▸ **JOBS**:
1/ Using the calibration text, answer each question on its own line:
(a) What does the calibration text name as the most common cause of tracking failure?
(b) Which distortion coefficients does camera calibration determine?
(c) What does the stereo geometry item say proper calibration provides?
2/ Extract every line of the listing that contains the string "woman". Case counts.

▸ **SELECTION**:
↓↓↓

Why Calibration Matters

Proper calibration provides:
  • Accurate camera intrinsics: Correct focal length and principal point
  • Distortion correction: Removes lens distortion for accurate feature tracking
  • Stereo geometry: Precise baseline and relative pose between cameras
  • IMU parameters: Noise characteristics and camera-IMU transformation
  • Scale estimation: Correct metric scale in visual-inertial systems
Poor calibration is the most common cause of tracking failure. Always verify your calibration parameters before running ORB-SLAM3.

Camera Calibration

Overview

Camera calibration determines:
  1. Intrinsic parameters: fx, fy, cx, cy
  2. Distortion coefficients: k1, k2, k3, p1, p2
  3. Stereo parameters: Relative transformation T_c1_c2 (for stereo rigs)

↑↑↑

▸ **RECORDS SHOWN**:

↓↓↓

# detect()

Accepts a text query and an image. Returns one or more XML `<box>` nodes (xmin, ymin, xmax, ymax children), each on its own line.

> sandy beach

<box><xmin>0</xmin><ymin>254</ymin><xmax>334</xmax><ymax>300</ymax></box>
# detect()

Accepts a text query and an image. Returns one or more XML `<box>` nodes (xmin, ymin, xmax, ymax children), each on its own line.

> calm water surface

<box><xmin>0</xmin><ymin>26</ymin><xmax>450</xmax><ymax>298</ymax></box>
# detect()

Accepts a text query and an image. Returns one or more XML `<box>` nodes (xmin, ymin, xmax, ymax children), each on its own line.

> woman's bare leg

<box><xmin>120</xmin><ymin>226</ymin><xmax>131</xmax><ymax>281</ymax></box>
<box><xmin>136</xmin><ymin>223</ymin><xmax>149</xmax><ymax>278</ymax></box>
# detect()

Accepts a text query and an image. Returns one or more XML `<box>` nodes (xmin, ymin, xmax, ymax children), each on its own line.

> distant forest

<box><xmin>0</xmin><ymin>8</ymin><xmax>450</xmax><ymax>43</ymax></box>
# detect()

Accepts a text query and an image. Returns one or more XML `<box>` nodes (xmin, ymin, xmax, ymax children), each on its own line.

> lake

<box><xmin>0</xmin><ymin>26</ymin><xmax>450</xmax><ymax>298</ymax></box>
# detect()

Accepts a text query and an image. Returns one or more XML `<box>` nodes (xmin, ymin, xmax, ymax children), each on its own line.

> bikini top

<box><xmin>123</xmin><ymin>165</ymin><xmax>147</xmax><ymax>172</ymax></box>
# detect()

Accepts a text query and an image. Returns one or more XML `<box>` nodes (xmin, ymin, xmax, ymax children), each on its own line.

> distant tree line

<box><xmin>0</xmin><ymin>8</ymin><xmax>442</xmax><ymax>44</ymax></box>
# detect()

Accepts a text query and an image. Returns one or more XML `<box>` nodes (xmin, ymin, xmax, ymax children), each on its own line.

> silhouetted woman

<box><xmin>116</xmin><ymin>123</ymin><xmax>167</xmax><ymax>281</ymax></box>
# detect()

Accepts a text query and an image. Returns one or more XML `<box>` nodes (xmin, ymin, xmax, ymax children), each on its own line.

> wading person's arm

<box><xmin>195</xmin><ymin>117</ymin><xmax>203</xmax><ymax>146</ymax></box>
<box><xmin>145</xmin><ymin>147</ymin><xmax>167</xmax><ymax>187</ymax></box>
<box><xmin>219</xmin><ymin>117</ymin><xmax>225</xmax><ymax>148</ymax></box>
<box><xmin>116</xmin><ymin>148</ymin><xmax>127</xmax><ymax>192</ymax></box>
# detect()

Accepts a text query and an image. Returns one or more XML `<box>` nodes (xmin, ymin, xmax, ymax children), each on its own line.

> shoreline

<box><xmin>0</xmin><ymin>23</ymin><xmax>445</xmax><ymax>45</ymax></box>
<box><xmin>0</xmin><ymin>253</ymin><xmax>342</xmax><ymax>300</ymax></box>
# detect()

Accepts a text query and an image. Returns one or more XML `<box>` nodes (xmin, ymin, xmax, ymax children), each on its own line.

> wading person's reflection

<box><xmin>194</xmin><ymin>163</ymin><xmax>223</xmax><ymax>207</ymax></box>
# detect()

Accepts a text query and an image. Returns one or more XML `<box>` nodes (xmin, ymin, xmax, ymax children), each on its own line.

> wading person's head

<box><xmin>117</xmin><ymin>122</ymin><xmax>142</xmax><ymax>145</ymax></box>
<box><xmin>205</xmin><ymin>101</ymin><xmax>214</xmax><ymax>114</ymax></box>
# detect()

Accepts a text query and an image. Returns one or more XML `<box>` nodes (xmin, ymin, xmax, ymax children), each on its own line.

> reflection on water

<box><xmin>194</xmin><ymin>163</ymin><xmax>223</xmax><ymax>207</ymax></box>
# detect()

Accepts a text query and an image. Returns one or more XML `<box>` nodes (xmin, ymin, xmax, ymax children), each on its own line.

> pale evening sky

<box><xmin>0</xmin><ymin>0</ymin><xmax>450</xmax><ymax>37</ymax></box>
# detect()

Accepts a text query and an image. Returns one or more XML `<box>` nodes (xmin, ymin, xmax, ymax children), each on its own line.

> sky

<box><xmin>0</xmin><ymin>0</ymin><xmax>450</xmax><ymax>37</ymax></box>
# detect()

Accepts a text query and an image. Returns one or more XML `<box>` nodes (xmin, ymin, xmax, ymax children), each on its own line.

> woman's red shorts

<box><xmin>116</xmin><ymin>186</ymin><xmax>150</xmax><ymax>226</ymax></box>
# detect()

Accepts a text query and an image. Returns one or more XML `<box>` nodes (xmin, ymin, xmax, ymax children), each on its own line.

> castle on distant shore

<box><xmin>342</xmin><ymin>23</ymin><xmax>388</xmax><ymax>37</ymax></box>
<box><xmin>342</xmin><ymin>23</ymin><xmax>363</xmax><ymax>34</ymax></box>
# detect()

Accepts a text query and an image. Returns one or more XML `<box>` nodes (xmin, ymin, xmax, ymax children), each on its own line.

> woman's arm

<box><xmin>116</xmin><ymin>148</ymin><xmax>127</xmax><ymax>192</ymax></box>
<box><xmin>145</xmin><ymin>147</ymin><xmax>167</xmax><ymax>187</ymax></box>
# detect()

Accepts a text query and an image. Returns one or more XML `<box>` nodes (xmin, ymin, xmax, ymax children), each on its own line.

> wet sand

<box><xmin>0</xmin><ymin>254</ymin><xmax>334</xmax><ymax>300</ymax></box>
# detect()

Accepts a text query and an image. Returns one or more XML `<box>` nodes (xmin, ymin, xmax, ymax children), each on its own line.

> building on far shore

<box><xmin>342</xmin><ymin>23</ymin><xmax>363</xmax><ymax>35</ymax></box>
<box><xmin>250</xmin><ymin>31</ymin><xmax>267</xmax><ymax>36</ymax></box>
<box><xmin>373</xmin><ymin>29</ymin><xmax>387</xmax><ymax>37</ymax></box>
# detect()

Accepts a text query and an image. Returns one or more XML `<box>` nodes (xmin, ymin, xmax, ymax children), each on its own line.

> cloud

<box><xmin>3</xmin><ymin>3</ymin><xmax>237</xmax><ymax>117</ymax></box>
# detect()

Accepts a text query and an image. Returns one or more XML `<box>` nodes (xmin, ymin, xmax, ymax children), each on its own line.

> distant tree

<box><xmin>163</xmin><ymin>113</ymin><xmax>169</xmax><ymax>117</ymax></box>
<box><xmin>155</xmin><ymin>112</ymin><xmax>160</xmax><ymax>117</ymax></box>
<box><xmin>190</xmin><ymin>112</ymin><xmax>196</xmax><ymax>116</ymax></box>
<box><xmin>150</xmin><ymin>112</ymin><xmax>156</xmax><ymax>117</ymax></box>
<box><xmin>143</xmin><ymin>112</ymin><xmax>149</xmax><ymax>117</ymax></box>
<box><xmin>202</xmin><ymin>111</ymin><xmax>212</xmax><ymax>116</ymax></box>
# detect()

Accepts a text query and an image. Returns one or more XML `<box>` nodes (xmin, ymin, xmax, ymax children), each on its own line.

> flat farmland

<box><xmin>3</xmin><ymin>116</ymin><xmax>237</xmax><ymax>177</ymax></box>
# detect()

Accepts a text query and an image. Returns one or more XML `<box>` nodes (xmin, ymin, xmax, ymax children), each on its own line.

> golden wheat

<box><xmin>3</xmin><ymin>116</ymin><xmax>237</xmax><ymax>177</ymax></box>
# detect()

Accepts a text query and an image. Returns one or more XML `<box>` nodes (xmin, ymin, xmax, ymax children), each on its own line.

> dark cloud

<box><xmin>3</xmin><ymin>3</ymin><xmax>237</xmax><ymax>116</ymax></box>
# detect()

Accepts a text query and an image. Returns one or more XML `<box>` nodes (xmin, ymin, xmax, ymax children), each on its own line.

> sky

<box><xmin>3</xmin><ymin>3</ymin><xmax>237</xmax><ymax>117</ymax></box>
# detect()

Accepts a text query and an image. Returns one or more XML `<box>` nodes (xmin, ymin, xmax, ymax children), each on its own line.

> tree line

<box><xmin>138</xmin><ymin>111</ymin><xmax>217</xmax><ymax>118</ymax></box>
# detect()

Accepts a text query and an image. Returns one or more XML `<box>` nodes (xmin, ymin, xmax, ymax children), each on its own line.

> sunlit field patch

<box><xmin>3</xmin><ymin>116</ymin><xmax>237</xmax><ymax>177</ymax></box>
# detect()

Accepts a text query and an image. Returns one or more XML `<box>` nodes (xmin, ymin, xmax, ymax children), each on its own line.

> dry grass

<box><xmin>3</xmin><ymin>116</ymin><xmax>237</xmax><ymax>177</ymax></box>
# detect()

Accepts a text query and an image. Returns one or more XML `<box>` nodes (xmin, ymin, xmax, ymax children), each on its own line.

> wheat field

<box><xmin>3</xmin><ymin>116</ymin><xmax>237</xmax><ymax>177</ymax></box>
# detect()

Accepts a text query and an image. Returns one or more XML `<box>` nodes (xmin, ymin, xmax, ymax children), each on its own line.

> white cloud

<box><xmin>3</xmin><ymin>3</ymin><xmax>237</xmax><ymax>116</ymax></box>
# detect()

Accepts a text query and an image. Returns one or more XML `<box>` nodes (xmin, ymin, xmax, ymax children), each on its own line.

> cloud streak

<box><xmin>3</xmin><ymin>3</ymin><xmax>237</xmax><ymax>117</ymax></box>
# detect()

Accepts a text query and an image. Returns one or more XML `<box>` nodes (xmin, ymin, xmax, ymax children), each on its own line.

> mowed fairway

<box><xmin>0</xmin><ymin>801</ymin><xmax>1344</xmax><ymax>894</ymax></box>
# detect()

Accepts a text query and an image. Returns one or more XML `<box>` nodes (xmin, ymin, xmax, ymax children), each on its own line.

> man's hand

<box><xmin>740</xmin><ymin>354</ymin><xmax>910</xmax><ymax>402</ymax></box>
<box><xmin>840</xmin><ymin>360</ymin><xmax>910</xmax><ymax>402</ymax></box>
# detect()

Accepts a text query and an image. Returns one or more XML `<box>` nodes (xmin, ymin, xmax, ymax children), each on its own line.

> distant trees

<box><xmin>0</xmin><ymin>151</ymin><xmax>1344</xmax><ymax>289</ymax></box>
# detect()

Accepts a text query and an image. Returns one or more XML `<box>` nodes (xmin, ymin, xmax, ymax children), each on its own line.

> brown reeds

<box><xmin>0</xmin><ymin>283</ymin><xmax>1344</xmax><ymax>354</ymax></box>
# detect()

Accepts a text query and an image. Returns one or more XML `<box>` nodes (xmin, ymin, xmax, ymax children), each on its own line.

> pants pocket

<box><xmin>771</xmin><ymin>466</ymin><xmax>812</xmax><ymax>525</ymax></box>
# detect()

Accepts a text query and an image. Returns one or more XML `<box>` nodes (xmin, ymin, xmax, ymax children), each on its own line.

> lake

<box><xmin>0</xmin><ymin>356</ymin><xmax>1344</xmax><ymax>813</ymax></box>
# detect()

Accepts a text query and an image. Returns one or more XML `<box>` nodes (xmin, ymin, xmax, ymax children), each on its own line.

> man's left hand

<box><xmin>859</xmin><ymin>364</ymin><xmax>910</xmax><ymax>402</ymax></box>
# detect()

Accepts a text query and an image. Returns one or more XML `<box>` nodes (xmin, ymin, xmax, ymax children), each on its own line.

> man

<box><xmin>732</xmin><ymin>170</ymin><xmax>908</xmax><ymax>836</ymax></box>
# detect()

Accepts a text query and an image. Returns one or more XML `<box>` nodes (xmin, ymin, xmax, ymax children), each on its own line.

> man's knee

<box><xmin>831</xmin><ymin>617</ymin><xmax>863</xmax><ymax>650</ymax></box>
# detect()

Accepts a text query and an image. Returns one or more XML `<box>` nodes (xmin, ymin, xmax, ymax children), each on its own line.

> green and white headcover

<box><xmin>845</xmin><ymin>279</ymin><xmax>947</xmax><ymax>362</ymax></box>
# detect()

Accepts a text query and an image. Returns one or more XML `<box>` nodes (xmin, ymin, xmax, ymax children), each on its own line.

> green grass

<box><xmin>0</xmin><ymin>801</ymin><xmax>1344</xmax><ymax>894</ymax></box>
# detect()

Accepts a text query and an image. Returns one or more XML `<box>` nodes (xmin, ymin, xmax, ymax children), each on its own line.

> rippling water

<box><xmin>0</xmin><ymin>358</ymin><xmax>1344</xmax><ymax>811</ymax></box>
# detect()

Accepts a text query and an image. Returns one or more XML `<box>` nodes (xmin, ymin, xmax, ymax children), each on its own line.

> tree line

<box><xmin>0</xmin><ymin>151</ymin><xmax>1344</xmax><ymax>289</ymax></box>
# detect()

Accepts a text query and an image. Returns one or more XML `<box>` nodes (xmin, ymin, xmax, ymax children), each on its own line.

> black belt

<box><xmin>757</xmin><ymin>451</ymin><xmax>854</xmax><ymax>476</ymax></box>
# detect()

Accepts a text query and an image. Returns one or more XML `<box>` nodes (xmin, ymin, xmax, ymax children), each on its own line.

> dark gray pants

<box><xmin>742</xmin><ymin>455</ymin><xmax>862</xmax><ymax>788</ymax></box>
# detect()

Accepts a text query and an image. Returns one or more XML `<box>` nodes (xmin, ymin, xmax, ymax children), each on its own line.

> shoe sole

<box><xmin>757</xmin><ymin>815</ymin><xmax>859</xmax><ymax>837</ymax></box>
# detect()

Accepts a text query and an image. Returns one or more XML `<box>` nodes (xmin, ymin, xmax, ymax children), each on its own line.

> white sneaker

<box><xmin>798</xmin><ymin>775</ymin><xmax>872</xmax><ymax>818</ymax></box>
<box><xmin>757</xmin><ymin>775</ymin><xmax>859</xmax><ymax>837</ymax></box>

↑↑↑

▸ **TASK-BY-TASK RESULTS**:
1/
(a) Poor calibration.
(b) k1, k2, k3, p1, p2.
(c) Precise baseline and relative pose between cameras.

2/
> woman's bare leg
> silhouetted woman
> woman's red shorts
> woman's arm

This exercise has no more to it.